(Stored data entries)
———

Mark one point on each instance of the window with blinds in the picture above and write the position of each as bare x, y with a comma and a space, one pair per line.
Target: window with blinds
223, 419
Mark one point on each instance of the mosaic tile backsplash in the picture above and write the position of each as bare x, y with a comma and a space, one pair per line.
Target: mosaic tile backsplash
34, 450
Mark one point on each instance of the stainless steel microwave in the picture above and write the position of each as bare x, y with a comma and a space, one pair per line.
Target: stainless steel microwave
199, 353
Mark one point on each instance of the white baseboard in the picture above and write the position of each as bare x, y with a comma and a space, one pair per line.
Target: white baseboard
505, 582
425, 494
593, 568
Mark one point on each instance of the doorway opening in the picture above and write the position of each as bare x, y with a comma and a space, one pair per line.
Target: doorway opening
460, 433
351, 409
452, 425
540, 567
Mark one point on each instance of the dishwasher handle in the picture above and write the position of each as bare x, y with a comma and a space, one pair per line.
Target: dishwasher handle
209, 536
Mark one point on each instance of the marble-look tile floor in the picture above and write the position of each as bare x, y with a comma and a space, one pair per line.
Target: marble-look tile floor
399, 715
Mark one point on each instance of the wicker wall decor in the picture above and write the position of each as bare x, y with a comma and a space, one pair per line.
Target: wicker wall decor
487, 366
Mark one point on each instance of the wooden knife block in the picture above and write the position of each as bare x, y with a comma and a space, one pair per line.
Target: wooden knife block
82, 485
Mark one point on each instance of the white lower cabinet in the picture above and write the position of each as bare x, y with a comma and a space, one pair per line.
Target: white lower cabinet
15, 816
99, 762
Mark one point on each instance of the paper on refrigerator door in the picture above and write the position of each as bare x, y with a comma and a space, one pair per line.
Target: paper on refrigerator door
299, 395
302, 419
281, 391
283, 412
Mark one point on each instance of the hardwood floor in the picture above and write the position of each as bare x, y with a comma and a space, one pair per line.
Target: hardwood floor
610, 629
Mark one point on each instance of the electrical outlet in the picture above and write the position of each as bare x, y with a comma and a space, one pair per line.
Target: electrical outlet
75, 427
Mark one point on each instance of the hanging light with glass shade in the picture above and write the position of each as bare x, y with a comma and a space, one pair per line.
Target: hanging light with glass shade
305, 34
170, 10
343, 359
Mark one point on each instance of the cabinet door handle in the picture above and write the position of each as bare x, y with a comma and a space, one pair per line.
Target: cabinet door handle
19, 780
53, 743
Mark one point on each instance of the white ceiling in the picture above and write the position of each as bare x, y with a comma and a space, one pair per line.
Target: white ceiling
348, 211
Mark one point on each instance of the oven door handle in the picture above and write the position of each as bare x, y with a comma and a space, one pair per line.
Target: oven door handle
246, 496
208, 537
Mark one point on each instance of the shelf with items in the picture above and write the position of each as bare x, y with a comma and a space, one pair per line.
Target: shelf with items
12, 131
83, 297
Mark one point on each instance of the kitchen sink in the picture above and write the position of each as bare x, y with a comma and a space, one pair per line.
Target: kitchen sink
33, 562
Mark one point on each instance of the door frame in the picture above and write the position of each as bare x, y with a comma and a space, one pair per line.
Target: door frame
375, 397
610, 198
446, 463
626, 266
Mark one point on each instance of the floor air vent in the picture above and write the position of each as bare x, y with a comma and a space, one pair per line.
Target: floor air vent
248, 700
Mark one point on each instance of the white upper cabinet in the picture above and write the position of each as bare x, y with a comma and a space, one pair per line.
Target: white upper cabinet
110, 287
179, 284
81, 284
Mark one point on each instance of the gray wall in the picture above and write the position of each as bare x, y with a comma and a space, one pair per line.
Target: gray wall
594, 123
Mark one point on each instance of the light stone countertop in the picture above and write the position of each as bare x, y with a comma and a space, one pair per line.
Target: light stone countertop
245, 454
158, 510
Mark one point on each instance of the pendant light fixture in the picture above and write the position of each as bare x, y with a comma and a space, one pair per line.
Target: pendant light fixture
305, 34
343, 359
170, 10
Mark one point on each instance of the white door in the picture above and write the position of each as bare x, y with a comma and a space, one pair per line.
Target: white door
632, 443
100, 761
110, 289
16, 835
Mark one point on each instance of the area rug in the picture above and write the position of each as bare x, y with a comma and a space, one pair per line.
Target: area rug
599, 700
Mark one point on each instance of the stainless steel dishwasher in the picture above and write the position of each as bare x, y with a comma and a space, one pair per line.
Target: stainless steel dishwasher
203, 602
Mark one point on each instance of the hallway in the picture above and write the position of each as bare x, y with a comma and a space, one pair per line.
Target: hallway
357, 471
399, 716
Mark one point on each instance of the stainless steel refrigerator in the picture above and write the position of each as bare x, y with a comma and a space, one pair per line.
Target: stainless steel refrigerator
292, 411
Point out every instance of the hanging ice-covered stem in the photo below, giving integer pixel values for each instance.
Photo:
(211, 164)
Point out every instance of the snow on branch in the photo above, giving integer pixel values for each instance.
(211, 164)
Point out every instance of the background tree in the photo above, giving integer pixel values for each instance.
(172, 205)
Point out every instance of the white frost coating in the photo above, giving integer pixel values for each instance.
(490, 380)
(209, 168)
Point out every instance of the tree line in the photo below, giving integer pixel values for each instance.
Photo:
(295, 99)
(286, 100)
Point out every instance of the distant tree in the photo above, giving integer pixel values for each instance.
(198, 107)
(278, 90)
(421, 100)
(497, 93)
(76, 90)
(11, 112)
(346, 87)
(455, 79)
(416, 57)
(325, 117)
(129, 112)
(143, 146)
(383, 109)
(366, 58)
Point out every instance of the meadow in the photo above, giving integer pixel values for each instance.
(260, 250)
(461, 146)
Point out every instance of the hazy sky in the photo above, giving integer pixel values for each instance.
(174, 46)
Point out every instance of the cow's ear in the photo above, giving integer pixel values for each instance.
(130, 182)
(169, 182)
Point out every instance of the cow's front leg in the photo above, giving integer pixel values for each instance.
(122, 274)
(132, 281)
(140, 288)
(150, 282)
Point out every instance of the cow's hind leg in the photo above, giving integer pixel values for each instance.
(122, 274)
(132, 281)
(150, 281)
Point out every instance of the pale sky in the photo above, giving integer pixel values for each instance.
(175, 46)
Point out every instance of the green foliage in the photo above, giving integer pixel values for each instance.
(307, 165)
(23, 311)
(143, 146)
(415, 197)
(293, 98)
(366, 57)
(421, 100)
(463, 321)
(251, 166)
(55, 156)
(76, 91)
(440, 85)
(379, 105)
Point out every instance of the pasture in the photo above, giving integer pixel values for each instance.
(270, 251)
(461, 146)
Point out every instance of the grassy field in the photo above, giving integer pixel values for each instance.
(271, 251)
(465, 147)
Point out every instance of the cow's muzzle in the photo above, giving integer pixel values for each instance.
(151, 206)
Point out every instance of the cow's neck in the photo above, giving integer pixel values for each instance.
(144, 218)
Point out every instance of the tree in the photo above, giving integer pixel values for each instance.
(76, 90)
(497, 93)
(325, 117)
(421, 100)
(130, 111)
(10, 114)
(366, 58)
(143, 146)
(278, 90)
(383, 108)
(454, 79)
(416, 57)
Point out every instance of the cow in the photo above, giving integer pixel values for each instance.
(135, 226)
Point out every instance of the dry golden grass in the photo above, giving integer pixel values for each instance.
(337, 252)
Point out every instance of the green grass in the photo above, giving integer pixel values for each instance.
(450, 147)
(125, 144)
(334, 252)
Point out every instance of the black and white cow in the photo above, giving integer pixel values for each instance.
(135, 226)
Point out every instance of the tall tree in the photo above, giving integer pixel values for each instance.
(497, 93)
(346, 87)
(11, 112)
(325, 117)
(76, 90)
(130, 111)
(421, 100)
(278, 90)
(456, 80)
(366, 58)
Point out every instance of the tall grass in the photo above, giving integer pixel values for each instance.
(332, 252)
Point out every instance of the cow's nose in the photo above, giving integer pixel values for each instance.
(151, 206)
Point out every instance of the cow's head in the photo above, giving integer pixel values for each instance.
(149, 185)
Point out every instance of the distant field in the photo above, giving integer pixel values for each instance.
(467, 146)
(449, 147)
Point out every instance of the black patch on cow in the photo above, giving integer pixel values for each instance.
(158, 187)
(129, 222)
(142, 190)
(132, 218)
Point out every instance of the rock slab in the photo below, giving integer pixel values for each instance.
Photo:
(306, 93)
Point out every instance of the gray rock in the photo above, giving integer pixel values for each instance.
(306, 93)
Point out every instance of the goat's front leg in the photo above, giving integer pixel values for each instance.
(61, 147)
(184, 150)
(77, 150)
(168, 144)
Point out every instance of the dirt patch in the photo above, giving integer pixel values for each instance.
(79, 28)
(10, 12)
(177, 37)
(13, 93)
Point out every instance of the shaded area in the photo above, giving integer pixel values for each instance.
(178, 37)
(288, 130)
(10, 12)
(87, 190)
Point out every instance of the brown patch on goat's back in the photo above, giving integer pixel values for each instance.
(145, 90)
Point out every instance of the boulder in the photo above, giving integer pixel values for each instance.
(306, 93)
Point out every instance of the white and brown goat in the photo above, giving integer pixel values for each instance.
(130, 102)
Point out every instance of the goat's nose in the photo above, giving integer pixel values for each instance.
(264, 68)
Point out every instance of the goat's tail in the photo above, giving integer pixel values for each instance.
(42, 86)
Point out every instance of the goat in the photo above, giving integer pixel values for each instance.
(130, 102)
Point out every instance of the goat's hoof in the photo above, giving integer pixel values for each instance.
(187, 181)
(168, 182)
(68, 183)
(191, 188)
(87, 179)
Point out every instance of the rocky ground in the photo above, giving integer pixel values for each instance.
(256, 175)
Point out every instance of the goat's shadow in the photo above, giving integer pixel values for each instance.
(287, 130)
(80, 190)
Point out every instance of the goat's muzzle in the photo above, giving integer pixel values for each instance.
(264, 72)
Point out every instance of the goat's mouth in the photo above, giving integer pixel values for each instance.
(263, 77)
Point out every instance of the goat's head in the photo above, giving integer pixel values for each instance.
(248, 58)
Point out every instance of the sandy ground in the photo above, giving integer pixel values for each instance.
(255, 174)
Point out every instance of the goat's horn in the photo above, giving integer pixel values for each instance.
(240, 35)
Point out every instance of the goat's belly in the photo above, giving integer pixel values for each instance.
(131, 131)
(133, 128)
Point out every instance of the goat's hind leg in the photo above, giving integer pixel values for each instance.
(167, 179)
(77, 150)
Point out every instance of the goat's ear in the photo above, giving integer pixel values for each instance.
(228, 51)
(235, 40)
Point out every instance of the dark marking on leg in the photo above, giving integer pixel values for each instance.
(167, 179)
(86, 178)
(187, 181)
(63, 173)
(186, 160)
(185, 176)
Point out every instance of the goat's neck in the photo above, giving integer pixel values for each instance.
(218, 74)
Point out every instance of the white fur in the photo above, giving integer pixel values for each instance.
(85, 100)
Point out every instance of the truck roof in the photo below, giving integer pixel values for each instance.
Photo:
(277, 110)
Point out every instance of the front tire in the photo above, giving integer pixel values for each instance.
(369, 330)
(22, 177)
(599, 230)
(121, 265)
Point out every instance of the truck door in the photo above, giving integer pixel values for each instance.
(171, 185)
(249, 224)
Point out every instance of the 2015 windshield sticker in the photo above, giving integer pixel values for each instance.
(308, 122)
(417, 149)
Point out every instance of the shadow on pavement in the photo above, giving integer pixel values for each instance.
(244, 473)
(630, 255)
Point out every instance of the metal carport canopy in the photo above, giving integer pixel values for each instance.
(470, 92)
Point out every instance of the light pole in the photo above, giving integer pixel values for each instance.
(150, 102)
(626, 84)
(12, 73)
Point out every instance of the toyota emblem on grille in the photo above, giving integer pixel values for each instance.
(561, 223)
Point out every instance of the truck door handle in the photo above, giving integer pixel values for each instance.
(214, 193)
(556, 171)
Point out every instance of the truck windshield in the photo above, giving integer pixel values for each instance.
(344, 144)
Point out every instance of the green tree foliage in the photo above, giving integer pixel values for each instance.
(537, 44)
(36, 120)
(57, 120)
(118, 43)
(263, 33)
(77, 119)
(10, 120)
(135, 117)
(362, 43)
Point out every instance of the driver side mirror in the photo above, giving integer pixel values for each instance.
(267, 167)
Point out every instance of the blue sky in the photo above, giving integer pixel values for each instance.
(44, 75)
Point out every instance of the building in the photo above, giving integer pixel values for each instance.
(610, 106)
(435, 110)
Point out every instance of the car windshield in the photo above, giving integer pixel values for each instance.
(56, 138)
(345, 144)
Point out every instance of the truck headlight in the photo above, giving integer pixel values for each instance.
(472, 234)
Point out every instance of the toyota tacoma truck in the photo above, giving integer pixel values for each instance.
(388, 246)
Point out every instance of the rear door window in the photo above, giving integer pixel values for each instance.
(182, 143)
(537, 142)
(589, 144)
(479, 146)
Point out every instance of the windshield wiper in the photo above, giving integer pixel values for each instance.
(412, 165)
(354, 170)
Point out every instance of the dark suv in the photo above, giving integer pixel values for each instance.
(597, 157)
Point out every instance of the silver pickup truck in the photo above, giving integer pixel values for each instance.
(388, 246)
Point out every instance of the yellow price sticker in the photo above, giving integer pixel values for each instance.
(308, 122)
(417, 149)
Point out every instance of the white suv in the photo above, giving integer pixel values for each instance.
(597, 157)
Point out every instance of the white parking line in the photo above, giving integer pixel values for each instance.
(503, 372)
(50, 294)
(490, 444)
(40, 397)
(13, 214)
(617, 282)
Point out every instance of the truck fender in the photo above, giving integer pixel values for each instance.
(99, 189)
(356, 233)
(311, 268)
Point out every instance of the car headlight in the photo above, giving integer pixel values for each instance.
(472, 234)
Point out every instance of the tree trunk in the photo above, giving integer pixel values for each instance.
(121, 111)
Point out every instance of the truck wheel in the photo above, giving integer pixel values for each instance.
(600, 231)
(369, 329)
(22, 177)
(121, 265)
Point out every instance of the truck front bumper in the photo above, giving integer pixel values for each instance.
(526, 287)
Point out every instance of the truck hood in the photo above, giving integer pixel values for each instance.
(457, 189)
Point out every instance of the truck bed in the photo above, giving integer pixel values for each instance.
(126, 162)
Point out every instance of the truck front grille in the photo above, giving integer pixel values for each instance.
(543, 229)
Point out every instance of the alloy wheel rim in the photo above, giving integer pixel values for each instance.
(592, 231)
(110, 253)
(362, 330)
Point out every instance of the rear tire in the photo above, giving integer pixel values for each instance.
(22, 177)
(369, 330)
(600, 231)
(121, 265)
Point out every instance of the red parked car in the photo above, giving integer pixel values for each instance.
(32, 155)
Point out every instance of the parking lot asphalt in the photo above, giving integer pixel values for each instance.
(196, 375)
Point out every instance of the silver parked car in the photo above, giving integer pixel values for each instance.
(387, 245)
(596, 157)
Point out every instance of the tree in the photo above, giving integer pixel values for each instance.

———

• **Work required**: Repeat, exactly as they stand above, the lines from the line with "Mark one point on each instance of the hanging" to the line with "Mark one point on each instance of the oven", both lines included.

• **Written answer**:
Mark one point on each instance of the hanging light with glass shade in the picture above and write the position of each as bare x, y with a comma and a space, one pair per line.
Target: hanging light with glass shade
305, 34
170, 10
343, 359
Mark one point on each instance of the cabinet door handle in the picture above and write the position of each as bare x, y with a comma and a space, one pair per line.
Target: cabinet door handle
19, 780
53, 743
Mark one point on each instance of the white ceiling in the picture above and write the position of each as bare x, y with a comma and a space, one pair per line.
Target: white ceiling
348, 211
Mark one point on each instance of the oven door handle in the picture above and write the position of each as bare x, y with a comma and a space, one pair per line.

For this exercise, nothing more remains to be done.